**STATED GOAL:**
Update the rows from the start through the line containing "POLYGON ((228 124, 234", inclusive, changing "instance" to "object" and keeping everything else the same. Leave the pictures out of your answer.

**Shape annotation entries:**
++++

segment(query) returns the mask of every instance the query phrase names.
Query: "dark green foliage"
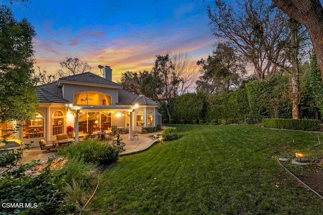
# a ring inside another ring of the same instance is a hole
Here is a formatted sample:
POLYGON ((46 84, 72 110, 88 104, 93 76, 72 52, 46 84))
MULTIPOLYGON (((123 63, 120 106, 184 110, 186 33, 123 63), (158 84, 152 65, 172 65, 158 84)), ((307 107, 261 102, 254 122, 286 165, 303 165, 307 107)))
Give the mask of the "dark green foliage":
MULTIPOLYGON (((20 169, 25 170, 25 167, 20 169)), ((4 214, 68 214, 74 207, 64 200, 65 192, 52 183, 49 170, 46 168, 34 178, 24 173, 15 176, 12 173, 5 173, 0 180, 0 205, 6 203, 31 203, 37 204, 34 208, 2 207, 4 214), (24 213, 24 212, 25 213, 24 213)))
POLYGON ((317 107, 320 112, 323 113, 323 83, 317 61, 316 55, 314 53, 311 59, 310 77, 307 84, 308 90, 311 93, 310 95, 313 98, 312 103, 315 102, 316 105, 314 107, 317 107))
POLYGON ((234 119, 243 120, 250 112, 248 97, 245 89, 237 90, 228 94, 222 93, 209 95, 207 99, 207 111, 204 119, 234 119))
POLYGON ((228 124, 234 124, 235 122, 233 119, 228 119, 228 124))
POLYGON ((217 125, 218 124, 218 120, 216 119, 212 119, 211 120, 211 125, 217 125))
POLYGON ((194 119, 202 119, 206 111, 207 95, 203 92, 187 93, 174 99, 172 116, 180 121, 185 120, 192 123, 194 119))
POLYGON ((163 136, 163 139, 165 141, 178 139, 179 137, 177 135, 177 129, 174 127, 170 127, 163 130, 162 136, 163 136))
POLYGON ((84 173, 90 171, 95 167, 91 163, 85 163, 84 159, 80 157, 75 157, 69 159, 66 164, 61 169, 55 171, 53 176, 55 184, 64 186, 65 183, 71 184, 73 179, 78 181, 89 183, 84 173))
POLYGON ((111 144, 89 139, 60 149, 58 154, 69 159, 82 158, 87 163, 110 164, 118 160, 119 153, 119 149, 111 144))
POLYGON ((292 130, 315 130, 321 127, 320 122, 314 119, 262 119, 262 126, 267 128, 292 130))
POLYGON ((252 118, 290 118, 292 101, 288 95, 287 77, 254 81, 246 85, 252 118))
POLYGON ((27 20, 18 22, 10 9, 0 6, 0 122, 30 119, 36 111, 31 78, 35 35, 27 20))
POLYGON ((142 131, 144 133, 152 133, 156 132, 156 131, 162 129, 162 126, 160 125, 157 125, 156 127, 145 127, 142 128, 142 131))

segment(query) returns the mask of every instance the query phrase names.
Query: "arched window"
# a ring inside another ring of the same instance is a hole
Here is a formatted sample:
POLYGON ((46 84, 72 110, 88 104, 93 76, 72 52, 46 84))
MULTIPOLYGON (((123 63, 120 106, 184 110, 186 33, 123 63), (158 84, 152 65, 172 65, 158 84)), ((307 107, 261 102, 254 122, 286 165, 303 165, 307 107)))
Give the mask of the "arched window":
POLYGON ((95 91, 85 91, 74 94, 76 105, 111 105, 111 97, 95 91))
POLYGON ((55 111, 51 115, 52 135, 64 133, 64 116, 60 110, 55 111))
POLYGON ((24 120, 23 132, 24 139, 44 137, 44 115, 36 112, 36 117, 30 120, 24 120))
POLYGON ((143 122, 143 114, 142 111, 137 111, 136 114, 136 124, 137 126, 141 126, 142 125, 143 122))
POLYGON ((153 112, 151 110, 148 111, 147 114, 147 122, 148 126, 152 126, 153 125, 153 112))

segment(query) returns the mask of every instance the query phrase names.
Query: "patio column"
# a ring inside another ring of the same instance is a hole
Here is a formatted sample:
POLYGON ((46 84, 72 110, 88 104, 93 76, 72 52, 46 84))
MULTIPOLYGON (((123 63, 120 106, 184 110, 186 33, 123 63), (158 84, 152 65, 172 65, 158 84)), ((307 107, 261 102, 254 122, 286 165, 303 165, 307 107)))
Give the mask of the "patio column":
POLYGON ((129 140, 132 140, 133 137, 132 137, 132 111, 130 112, 129 114, 129 140))
POLYGON ((75 114, 75 125, 74 127, 75 128, 75 142, 79 141, 79 113, 80 110, 76 110, 75 114))

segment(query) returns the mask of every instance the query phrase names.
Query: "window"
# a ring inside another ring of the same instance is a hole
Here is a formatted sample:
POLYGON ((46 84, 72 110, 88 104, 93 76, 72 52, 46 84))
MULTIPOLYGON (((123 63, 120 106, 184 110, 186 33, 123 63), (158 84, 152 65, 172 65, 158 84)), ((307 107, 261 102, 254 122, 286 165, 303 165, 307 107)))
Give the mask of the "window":
MULTIPOLYGON (((12 131, 9 131, 9 130, 13 129, 12 121, 6 121, 2 124, 0 124, 0 139, 5 139, 5 135, 9 134, 12 132, 12 131)), ((12 137, 12 134, 10 136, 6 136, 6 139, 9 139, 12 137)))
POLYGON ((143 114, 142 111, 137 111, 136 114, 136 124, 137 126, 141 126, 142 125, 143 122, 143 114))
POLYGON ((152 126, 153 125, 153 113, 151 111, 148 111, 148 114, 147 114, 147 125, 148 126, 152 126))
POLYGON ((95 91, 86 91, 74 94, 76 105, 111 105, 111 97, 95 91))
POLYGON ((30 120, 23 122, 23 138, 32 139, 44 137, 44 115, 40 112, 36 112, 36 117, 30 120))
POLYGON ((52 135, 64 133, 64 117, 63 112, 60 110, 57 110, 52 113, 52 135))

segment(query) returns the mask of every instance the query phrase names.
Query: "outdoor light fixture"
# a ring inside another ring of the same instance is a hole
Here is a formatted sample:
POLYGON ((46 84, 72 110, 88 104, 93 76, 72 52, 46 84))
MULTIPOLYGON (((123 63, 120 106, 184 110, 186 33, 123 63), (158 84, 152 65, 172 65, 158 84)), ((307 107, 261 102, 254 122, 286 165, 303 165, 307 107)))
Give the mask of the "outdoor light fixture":
POLYGON ((296 157, 296 158, 298 158, 299 159, 300 159, 301 158, 304 157, 304 155, 302 153, 296 153, 295 154, 295 156, 296 157))
POLYGON ((66 117, 69 119, 73 119, 73 115, 70 112, 69 112, 66 114, 66 117))

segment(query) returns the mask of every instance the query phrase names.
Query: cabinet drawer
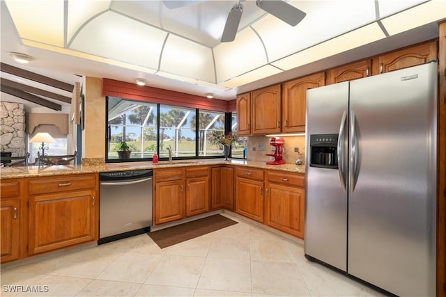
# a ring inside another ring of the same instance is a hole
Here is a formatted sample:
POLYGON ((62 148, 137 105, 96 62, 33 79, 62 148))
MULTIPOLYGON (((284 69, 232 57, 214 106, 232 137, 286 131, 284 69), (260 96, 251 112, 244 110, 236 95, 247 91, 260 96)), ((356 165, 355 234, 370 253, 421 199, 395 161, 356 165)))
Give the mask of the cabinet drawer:
POLYGON ((155 170, 155 181, 169 182, 171 180, 183 179, 184 170, 183 169, 161 169, 155 170))
POLYGON ((28 183, 30 195, 57 193, 66 191, 95 188, 94 175, 48 177, 31 179, 28 183))
POLYGON ((192 167, 186 168, 186 177, 207 177, 209 175, 209 168, 206 167, 192 167))
POLYGON ((237 177, 245 177, 249 179, 263 180, 263 170, 252 168, 237 168, 237 177))
POLYGON ((17 179, 4 179, 0 183, 2 198, 17 197, 20 193, 20 184, 17 179))
POLYGON ((303 175, 272 170, 268 171, 267 174, 270 182, 301 188, 305 186, 305 177, 303 175))

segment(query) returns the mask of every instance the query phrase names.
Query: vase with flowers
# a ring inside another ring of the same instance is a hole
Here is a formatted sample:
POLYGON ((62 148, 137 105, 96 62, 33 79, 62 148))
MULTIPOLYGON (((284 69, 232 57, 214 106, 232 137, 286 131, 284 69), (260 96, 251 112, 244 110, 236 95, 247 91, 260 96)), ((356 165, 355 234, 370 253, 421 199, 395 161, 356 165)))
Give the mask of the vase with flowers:
POLYGON ((211 141, 215 144, 223 145, 223 153, 224 154, 224 161, 229 161, 230 147, 233 143, 236 138, 232 133, 226 134, 222 133, 213 132, 211 134, 211 141))

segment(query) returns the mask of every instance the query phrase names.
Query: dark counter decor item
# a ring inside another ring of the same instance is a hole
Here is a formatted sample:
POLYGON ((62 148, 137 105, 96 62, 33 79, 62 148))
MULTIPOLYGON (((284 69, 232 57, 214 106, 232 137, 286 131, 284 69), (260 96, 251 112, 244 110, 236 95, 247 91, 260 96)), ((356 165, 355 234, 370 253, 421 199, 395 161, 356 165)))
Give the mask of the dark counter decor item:
POLYGON ((128 159, 130 157, 132 150, 130 147, 128 146, 125 141, 121 141, 116 146, 116 152, 118 152, 118 156, 119 159, 128 159))

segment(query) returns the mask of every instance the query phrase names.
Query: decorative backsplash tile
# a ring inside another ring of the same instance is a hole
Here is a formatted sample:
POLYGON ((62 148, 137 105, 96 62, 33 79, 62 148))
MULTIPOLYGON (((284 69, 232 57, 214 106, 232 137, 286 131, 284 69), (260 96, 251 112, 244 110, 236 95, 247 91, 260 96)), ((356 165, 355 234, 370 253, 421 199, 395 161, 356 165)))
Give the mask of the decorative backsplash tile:
MULTIPOLYGON (((270 145, 270 137, 249 136, 247 138, 248 161, 268 161, 274 158, 266 156, 266 154, 273 154, 275 147, 270 145)), ((302 164, 305 161, 305 136, 286 136, 284 137, 284 161, 286 163, 294 164, 300 159, 302 164), (299 153, 295 152, 295 147, 298 147, 299 153)))

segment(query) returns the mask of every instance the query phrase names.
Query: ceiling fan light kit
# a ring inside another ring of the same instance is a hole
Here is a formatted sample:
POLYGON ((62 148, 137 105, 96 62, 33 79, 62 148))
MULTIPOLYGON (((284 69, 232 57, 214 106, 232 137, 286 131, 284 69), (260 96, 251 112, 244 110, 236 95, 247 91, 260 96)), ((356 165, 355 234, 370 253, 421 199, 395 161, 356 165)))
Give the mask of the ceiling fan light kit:
MULTIPOLYGON (((230 42, 236 39, 236 34, 237 34, 238 25, 243 13, 242 2, 245 1, 238 0, 238 3, 234 4, 231 10, 229 10, 224 29, 223 29, 223 33, 222 34, 222 38, 220 39, 222 42, 230 42)), ((205 2, 205 1, 163 0, 162 2, 168 8, 175 9, 205 2)), ((307 15, 303 11, 282 0, 256 0, 256 5, 266 13, 293 26, 299 24, 307 15)))

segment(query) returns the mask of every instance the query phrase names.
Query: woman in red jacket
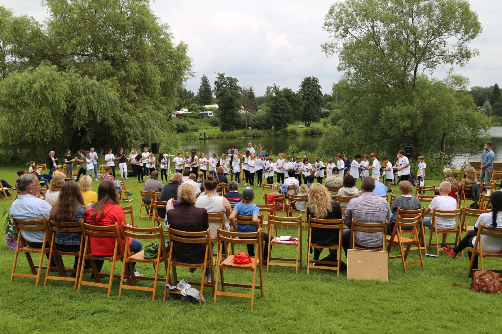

++++

**THE REPLY:**
segment(query) returns the mask of every object the query phrase names.
Query: "dark green foliage"
# a ring inside another ring of the same object is a hole
Here is a formatted sample:
POLYGON ((46 84, 72 110, 88 104, 93 76, 72 52, 46 84))
MULTIPOLYGON (((123 63, 120 106, 184 110, 186 33, 123 63), (158 84, 152 65, 172 65, 158 84)), ((307 107, 261 102, 254 122, 286 165, 303 165, 307 107)))
Give the mask of the "dark green foliage":
MULTIPOLYGON (((20 169, 25 170, 25 167, 20 169)), ((4 214, 68 214, 74 207, 64 200, 65 192, 52 183, 49 170, 46 168, 34 178, 24 173, 15 176, 12 173, 5 173, 0 180, 0 205, 6 203, 31 203, 37 204, 34 208, 2 207, 4 214), (24 213, 24 212, 25 213, 24 213)))
POLYGON ((317 107, 320 112, 323 113, 323 83, 317 61, 316 55, 314 53, 311 59, 310 77, 307 84, 308 90, 311 93, 310 95, 313 98, 312 103, 315 102, 316 105, 314 107, 317 107))
POLYGON ((234 119, 243 120, 250 112, 248 97, 245 89, 237 90, 228 94, 222 93, 209 95, 207 99, 207 111, 204 119, 234 119))
POLYGON ((228 124, 234 124, 235 122, 233 119, 228 119, 228 124))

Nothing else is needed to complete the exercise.